DIRECTIONS FOR THIS TASK: Using the data below, copy out all lines with the word "fence".

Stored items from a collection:
>>>>

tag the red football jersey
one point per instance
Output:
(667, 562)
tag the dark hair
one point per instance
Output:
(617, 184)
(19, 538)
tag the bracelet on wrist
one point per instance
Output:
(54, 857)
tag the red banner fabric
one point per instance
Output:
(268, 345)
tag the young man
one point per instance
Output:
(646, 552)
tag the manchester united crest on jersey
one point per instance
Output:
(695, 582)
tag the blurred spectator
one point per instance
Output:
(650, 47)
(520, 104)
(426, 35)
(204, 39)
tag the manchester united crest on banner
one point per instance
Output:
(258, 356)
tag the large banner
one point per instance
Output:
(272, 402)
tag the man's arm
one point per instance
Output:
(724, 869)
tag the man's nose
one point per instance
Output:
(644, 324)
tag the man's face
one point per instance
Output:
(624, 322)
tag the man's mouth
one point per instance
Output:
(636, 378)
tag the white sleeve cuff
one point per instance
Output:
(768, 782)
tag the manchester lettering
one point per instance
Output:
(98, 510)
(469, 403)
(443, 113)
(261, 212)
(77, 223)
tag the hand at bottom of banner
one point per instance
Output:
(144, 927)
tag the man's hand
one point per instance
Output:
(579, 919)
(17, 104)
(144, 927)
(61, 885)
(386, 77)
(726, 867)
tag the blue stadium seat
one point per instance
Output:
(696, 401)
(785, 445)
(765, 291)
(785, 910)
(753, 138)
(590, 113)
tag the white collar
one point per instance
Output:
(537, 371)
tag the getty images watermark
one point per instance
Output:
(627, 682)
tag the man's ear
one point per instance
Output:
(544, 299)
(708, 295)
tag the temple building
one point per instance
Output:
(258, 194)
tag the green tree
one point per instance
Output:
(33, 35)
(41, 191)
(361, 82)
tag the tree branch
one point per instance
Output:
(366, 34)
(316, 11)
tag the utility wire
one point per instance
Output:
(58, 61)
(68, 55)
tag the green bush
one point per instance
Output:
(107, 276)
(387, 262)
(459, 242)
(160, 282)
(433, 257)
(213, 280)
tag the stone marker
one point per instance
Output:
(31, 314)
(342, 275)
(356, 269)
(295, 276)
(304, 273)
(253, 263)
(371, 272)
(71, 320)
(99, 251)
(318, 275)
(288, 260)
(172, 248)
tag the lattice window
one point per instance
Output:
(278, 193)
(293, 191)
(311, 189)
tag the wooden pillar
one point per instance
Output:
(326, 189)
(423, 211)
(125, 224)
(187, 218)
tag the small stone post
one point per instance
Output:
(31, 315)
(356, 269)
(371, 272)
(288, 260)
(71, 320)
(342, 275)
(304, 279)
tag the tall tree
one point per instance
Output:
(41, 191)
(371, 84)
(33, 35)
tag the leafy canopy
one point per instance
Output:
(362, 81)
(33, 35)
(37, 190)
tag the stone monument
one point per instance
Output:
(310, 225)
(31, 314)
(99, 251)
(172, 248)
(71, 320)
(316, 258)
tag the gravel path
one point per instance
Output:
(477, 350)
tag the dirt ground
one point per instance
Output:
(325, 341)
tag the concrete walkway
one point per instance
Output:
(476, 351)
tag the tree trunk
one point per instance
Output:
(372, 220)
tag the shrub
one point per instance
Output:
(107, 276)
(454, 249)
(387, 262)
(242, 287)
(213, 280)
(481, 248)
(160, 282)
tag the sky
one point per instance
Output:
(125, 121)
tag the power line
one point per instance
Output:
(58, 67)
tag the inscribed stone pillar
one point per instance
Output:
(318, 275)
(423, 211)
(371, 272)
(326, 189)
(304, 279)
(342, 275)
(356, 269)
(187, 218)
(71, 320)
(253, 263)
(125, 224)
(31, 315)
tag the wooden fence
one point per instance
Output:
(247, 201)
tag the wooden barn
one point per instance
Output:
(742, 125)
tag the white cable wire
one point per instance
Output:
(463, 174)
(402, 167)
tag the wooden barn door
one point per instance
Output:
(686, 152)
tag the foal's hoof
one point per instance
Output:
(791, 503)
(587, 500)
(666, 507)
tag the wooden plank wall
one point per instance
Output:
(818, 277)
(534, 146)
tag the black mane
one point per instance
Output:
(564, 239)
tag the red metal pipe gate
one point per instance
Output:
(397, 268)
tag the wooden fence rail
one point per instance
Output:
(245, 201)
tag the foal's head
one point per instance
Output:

<<<<

ANSWER TO THE PROBLEM:
tag the wooden fence
tag the wooden fence rail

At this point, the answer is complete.